#### [Aim of the exercise]
Transcribe exactly the lines from the one holding "One marker per instance, written like [(538, 354)]." through the closing line of the entries below. Pictures stay out of the copy.

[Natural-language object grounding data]
◇ ◇ ◇ ◇ ◇

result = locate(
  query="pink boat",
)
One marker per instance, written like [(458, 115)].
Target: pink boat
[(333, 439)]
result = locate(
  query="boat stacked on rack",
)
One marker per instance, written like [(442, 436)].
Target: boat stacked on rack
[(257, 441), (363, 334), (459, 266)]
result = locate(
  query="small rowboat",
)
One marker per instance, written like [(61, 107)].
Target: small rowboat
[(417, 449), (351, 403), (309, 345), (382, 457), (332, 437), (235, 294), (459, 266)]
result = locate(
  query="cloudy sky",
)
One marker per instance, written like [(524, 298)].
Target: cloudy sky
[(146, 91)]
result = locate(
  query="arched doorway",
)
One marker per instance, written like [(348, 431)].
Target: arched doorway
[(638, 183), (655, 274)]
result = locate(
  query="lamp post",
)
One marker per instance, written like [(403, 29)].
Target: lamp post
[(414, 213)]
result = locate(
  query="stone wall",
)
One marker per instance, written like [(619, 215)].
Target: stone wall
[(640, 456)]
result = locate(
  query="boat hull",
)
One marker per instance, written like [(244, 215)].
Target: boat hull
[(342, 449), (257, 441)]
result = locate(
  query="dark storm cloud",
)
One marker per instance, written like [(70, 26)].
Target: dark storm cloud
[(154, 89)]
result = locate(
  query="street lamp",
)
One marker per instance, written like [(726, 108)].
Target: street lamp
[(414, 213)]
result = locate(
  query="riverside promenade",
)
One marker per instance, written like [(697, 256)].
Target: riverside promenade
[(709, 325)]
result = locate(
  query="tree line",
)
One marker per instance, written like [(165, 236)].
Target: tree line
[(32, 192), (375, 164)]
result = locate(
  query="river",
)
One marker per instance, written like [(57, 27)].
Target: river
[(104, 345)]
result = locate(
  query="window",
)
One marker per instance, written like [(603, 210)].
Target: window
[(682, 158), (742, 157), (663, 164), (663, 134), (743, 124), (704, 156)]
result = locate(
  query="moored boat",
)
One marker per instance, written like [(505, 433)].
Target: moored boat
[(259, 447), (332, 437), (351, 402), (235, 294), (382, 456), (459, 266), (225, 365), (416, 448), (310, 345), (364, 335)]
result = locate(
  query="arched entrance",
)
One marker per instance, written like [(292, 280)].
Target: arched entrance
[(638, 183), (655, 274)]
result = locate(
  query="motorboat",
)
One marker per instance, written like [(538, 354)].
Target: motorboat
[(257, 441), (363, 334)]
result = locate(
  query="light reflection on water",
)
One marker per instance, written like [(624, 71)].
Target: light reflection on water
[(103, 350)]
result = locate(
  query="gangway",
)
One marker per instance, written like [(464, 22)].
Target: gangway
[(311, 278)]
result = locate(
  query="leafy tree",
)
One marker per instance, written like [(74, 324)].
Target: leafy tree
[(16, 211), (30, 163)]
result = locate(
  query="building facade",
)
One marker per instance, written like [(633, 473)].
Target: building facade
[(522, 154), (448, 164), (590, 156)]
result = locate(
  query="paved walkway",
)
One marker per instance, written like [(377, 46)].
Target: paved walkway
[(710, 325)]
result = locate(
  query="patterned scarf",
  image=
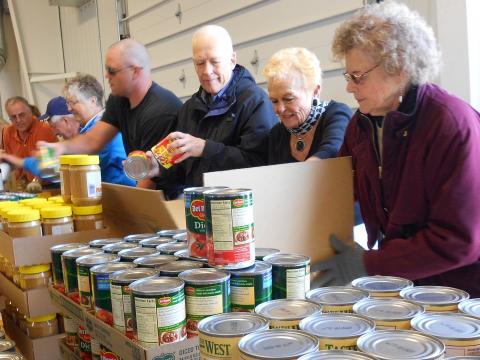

◇ ◇ ◇ ◇ ◇

#### [Solution to this exercise]
One marker per instance, written like [(538, 354)].
Target: motorboat
[(257, 441), (363, 334)]
result = locate(
  query="light reflection on water",
)
One marker per instance, written like [(624, 71)].
Target: light reflection on water
[(103, 350)]
result = locate(
  query="gangway",
)
One marker per instance, written like [(464, 22)].
Target: gangway
[(311, 278)]
result = locate(
  query="leafy tree",
)
One marker per instance, written like [(74, 324)].
Target: leafy tree
[(16, 211), (30, 163)]
result = locate(
  query="building facade",
)
One marker per instance, written like [(633, 473)].
Target: building facade
[(522, 154), (448, 164), (590, 156)]
result = locate(
  query="paved walkway",
)
One marker per instance, written like [(377, 46)].
Target: paved walkway
[(710, 325)]
result = locate(
  query="patterned scarf",
  image=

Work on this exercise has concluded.